Я, очереденарушитель и очередевед, огрызаюсь и отсмеиваюсь, шучу и предъявляю документы воспи­тателям, стоящим в затылок друг за другом в сберкас­се и в химчистке, в магазине и обувной мастерской, и, когда меня особенно обидят, вспоминаю про одного человека — как хочется верить, что он скоро пойдет в школу, может, и пошел уже.

Я «вытиснулась» из очереди, прижимая к груди какой-то дефицит, не остывшая от перебранки по по­воду того, что мне положено и что нет, когда ко мне подошла молодая женщина. «Простите, — сказала она мне, — а вы не жалеете?» Я даже не поняла: «Что?» — «У вас пятеро детей, вы не жалеете об этом? — повто­рила она. — Только скажите, пожалуйста, честно». «Ни одной секунды. Честное слово», — и это в самом деле так и есть. «А я вот все думаю, оставлять ли мне», — сказала женщина. В толчее «Детского мира», у секции рубашек для мальчиков 5—7 лет тихо­нечко горела свечка жизни какого-то человека, и пла­мя ее, невидное в свете вечногорящих дневных ламп, слегка колебалось, готовясь разгореться или исчезнуть совсем, как будто и не было. «Послушайте, оставь­те! — взмолилась я. — Такой маленький, такой хоро­ший, кожица шелковая! Оставьте!» — «Вы так думаете? Мне тоже хочется, но знаете, обстоятельства». — Она смотрела такими тоскующими глазами. — «Ерунда! Подумаешь — обстоятельства! Ресницы, лапочки кро­шечные!» — «Да? Я, пожалуй, оставлю. Так вы не жа­леете? Извините». И через секунду я потеряла ее из виду в водовороте очереди, и никогда не видела боль­ше, и не знаю, что сталось с ее ребенком — сталось ли что-нибудь?

Зато я точно знаю, что мой второй крестник — мальчишка, и как зовут, знаю. Когда родилась Маня, ко мне пришла моя студентка-вечерница сдавать ка­кую-то задолженность. Вообще-то я должна была принимать «хвост» в институте, но мы только выписа­лись из больницы, а ей нужно было срочно сдать, вот так она и оказалась у меня. Мы довольно долго бесе­довали, пока не запищала двухнедельная Маруська. «Что это?» — спросила Алина. — «Моя новорожден­ная дочка». — «Но у вас же было трое детей!» — «Ну, а теперь, значит, четверо». Тогда она схватилась двумя руками за голову: «Боже мой! Какая же я негодяйка! Люди четвертого рожают, а я второго боюсь, уже и направление есть. Нет, не пойду и не пойду. У меня и свекровь хорошая, и старший уже подрос, и институт я скоро кончу. Ох, и второй, наверное, мальчишка будет, а я так хочу девочку, ну и что ж, пусть». Она была права — родился второй сын на радость папе, но вообще-то не все ли равно, кого любить — сына или дочку. И я часто думаю: не будь у мамы «хвос­та» — не было бы сына, или даже так — не будь «хво­ста» по моему предмету. В текучке будней, в толкот­не очередей и переполненных автобусах мы умудряем­ся забывать о том счастливом жребии, который выпал на нашу долю, — жить. Мы снимали дачу под Моск­вой, и я, злая и недовольная, шла от электрички мед­леннее всех — тяжеленные сумки. Народ ушел вперед и разошелся в разные стороны, а я все тянула сумки, поеживаясь от особенно зловредных в лесу комаров, и тупо удивлялась какому-то постоянному странному звуку, доносившемуся издалека. Наконец я вышла на опушку, поставила сумки и тогда увидела — насколько хватало глаз, было волнующееся хлебное поле, за ним угадывалась деревня, куда я шла, а по узенькой дорожке поперек этого золотого качания, то исчезая, то опять мелькая светлой головенкой, бежал ко мне мой сын с громадной громыхающей за ним машиной и кричал без слов: «А-а!» Такой едва видный в этом сиянии, под огромным куполом синего неба, живая ликующая капелька жизни — и он бежал встречать меня.

________

# РАБОТА С ТЕКСТОМ
A: Проверьте по исходному тексту три утверждения: (i) Алина сдавала задолженность в институте; (ii) когда Алина пришла, Маруське было две недели; (iii) рассказчица узнала, что стало с ребенком женщины из «Детского мира». На каждое ответьте «да» или «нет» и приведите точную цитату, которая это решает.
B: У какой секции «Детского мира» к рассказчице подошла молодая женщина, судя по исходному тексту?
Строки ниже взяты из другого источника.

# ДАННЫЕ ДЛЯ РАЗБОРА
________

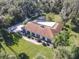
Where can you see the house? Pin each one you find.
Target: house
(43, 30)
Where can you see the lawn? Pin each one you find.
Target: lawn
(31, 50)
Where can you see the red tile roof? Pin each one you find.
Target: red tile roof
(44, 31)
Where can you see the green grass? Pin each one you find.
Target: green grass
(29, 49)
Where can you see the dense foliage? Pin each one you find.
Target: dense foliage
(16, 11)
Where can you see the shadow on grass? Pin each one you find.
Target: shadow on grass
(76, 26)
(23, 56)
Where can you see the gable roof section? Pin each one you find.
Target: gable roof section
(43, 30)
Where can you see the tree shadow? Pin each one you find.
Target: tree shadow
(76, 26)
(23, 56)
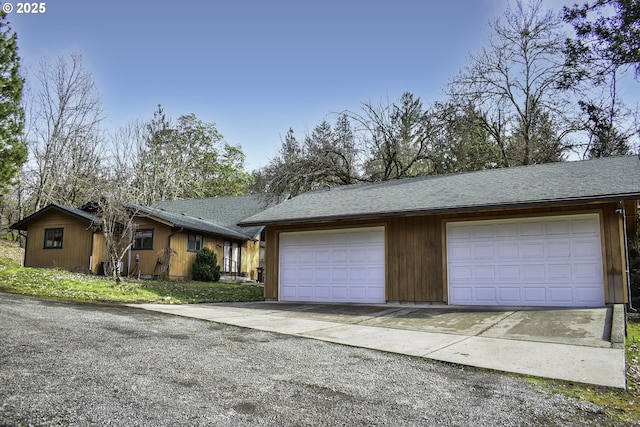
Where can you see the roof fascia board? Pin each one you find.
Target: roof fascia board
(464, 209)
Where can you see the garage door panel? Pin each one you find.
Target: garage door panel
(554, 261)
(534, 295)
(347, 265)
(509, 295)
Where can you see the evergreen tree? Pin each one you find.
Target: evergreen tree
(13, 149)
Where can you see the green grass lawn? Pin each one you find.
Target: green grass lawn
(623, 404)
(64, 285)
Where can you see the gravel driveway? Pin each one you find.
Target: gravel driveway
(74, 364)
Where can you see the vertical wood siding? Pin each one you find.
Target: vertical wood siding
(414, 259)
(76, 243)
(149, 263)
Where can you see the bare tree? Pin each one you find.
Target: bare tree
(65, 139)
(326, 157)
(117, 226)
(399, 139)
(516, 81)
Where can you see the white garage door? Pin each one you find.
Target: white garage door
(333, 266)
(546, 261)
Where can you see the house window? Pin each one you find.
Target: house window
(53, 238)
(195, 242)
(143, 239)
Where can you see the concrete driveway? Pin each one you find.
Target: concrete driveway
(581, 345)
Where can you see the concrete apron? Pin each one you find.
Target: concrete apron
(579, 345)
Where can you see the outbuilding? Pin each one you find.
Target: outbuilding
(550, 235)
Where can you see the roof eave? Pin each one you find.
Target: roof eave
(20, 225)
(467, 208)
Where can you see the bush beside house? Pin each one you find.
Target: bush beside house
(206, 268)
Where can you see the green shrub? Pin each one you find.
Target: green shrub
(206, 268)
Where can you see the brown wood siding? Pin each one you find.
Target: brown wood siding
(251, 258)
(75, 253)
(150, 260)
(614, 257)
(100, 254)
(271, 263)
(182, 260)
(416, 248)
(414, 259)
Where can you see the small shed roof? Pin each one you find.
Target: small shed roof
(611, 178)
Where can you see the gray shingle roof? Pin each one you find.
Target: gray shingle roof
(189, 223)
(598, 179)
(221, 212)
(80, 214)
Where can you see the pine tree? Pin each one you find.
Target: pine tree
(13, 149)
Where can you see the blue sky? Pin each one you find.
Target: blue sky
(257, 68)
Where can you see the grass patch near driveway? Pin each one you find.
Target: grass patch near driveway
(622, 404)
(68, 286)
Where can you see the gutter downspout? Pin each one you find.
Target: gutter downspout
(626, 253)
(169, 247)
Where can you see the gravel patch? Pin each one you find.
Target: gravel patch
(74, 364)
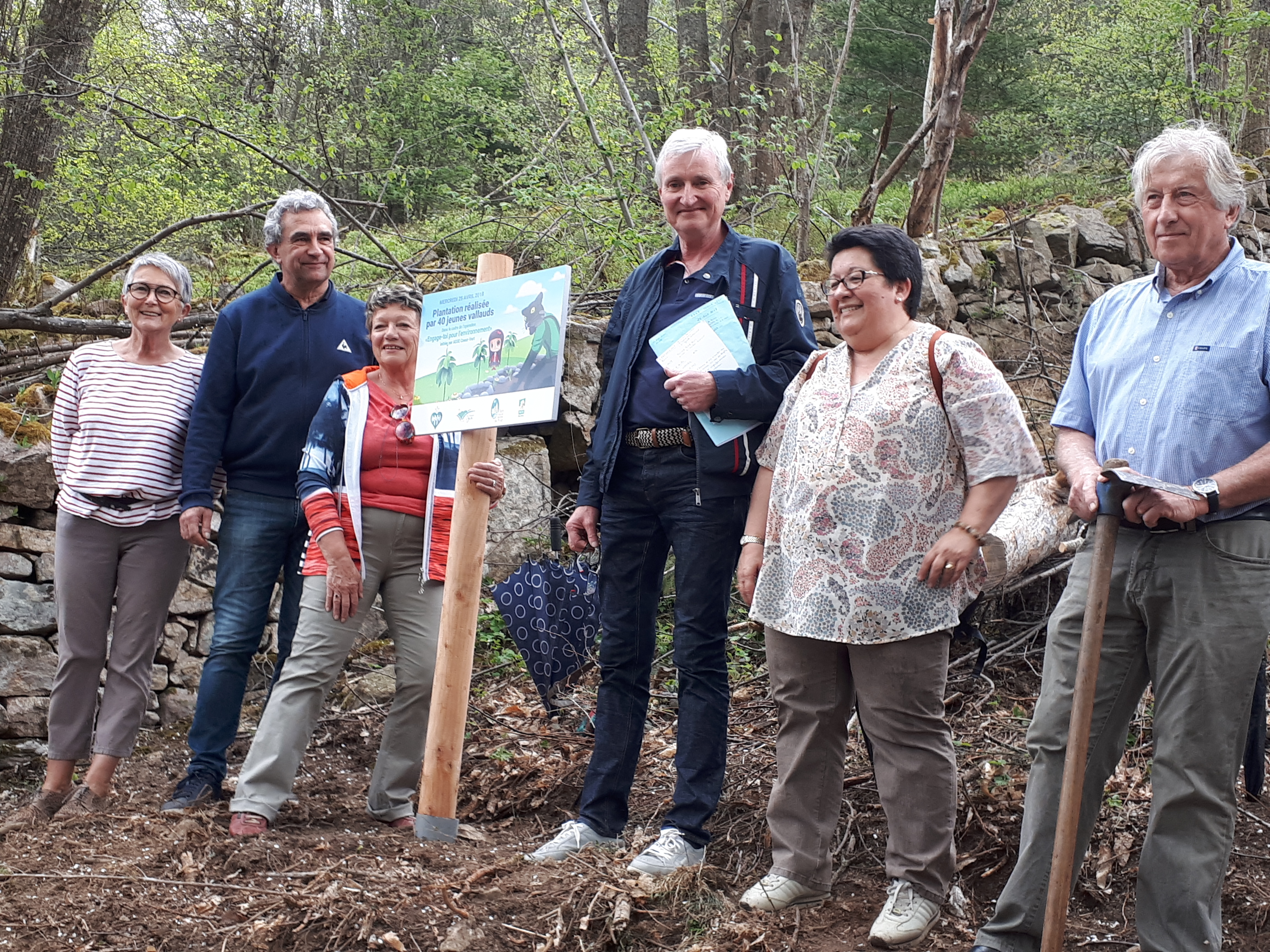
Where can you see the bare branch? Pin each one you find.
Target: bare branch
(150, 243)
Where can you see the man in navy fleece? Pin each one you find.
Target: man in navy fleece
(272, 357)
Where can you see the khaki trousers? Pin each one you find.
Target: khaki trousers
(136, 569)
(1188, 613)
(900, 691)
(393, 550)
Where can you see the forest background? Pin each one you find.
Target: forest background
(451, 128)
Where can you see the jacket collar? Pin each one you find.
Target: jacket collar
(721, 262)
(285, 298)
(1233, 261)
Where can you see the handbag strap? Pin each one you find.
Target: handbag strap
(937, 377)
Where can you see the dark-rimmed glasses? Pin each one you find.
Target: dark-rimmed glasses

________

# ОТВЕТЫ
A:
(i) Нет: «вот так она и оказалась у меня».
(ii) Да: «запищала двухнедельная Маруська».
(iii) Нет: «и не знаю, что сталось с ее ребенком».

B: У секции рубашек для мальчиков 5—7 лет.